Konia z rzędem, albo jeszcze lepiej - posrebrzaną WSK-ę temu, kto dziś bezbłędnie wyliczy, ile motocykli wycofano u nas z produkcji w ostatnim trzydziestoleciu.
Kto się tymi sprawami interesował wymieni z grubsza: WFM-kę produkowaną w Warszawie w zakładach przy ul. Mińskie}, potem kielecką SHL-kę i wreszcie Junaka ze Szczecińskiej Fabryki Motocykli, który jak na ówczesne czasy, był motocyklem już nowoczesnym z silnikiem o pojemności 350 cm3, a przez to gwarantującym przyzwoite osiągi.
Mało kto pamięta, że w Warszawskiej Fabryce Motocykli, oprócz wymienionych jednośladów rozwinięta była produkcja skuterów Osa z dwoma silnikami - 150 i 175 cm3; była to oryginalna polska konstrukcja odbiegająca od modnych wówczas tendencji prezentowanych przez Lambrettę czy Vespę w kierunku większej wszechstronności tego typu pojazdu. Właśnie na Osach nasi zawodnicy zdobywali złote medale w tak trudnych imprezach jak austriacki Alpen-fahrt. Natomiast na włoskim skuterze strach było wjechać na byle łąkę, bo nadawały się one tylko na asfaltowe nawierzchnie. Wnet więc Osa poczęła znosić złote jajka w postaci eksportowych kontraktów na Bliski Wschód i do Indii, a potem szybko... zaniechano produkcji. I żeby już skończyć wyliczankę zmarnowanych szans przypomnijmy, że na przełomie lat 50-tych i 60-tych narodziła się w rzeszowskiej WSK konstrukcja motocykla żużlowego nazwanego FIS. Jego autorem był inż. M. lżewski. a jego motocykle po pewnym czasie stanowiły wyposażenie wszystkich naszych klubów żużlowych. Rozpoczęto już nawet produkcję serii silników tzw. kwadratowych (skok tłoka równy średnicy), powoli ruszył ich eksport, ale po pewnym czasie... Łatwo się domyślić. Czechosłowackie Jawy-Eso uważane były wtedy za byle co, ale gdy FIS zniknął z rynku, nasi bracia z południa szybko weszli w lukę i dziś zarabiają krocie na eksporcie swoich żużlówek.

[Zestawienie danych]
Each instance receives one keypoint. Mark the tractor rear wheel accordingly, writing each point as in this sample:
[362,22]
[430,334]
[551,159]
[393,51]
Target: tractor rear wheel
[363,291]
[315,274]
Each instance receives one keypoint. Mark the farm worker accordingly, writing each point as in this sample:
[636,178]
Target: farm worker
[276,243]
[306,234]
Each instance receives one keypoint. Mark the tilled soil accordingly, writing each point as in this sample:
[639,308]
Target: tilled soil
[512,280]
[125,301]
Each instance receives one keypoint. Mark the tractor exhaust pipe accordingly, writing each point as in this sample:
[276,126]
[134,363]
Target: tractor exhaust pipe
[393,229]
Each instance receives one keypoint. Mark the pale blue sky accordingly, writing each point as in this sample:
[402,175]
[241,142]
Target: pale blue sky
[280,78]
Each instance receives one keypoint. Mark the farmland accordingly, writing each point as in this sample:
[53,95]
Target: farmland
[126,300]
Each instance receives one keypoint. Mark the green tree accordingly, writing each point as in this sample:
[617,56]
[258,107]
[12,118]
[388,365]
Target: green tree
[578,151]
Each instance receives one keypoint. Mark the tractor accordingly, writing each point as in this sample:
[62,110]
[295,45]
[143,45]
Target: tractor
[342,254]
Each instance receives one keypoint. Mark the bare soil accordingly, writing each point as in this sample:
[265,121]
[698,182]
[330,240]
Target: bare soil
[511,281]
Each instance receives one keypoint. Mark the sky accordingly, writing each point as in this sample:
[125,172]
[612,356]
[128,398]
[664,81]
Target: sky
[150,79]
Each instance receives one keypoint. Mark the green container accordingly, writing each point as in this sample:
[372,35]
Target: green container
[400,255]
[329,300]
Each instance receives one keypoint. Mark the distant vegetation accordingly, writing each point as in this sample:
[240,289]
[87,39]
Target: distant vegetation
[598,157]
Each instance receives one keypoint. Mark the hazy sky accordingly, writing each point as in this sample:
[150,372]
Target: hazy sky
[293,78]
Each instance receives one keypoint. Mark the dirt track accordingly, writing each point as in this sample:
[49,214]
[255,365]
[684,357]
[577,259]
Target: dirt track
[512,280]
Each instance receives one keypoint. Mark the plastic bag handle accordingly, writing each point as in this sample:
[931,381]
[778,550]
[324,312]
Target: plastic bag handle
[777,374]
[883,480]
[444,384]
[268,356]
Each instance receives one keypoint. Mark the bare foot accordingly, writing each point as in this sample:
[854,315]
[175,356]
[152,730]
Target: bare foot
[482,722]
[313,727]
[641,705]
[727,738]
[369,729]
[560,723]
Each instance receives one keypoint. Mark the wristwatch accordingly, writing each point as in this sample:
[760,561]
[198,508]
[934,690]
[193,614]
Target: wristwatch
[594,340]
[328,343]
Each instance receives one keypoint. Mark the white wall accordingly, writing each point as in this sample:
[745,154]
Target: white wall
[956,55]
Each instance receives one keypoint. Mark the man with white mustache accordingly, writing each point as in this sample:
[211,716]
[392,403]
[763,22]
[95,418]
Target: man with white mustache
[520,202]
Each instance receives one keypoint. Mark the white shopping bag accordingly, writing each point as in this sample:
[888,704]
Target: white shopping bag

### POLECENIA
(1) Przytocz ponownie fragment tekstu o motocyklach, zaczynając od „Konia z rzędem, albo” i kończąc na „gwarantującym przyzwoite osiągi.”, i zamień w nim „Warszawie” na „stolicy”.
(2) Oceń, czy poniższe zdania zgadzają się z tekstem o motocyklach. Przy każdym odpowiedz tak lub nie i przytocz słowa tekstu, które o tym przesądzają.
(a) Skutery Osa produkowano z dwoma silnikami.
(b) Junak miał silnik o pojemności 175 cm3.
(c) Konstrukcja motocykla FIS powstała w Warszawskiej Fabryce Motocykli.
Wiersze z danymi nie są tu do niczego potrzebne.

### ROZWIĄZANIA
(1)
Konia z rzędem, albo jeszcze lepiej - posrebrzaną WSK-ę temu, kto dziś bezbłędnie wyliczy, ile motocykli wycofano u nas z produkcji w ostatnim trzydziestoleciu.
Kto się tymi sprawami interesował wymieni z grubsza: WFM-kę produkowaną w stolicy w zakładach przy ul. Mińskie}, potem kielecką SHL-kę i wreszcie Junaka ze Szczecińskiej Fabryki Motocykli, który jak na ówczesne czasy, był motocyklem już nowoczesnym z silnikiem o pojemności 350 cm3, a przez to gwarantującym przyzwoite osiągi.

(2)
(a) Tak: „produkcja skuterów Osa z dwoma silnikami - 150 i 175 cm3”.
(b) Nie: „z silnikiem o pojemności 350 cm3”.
(c) Nie: „narodziła się w rzeszowskiej WSK konstrukcja motocykla żużlowego nazwanego FIS”.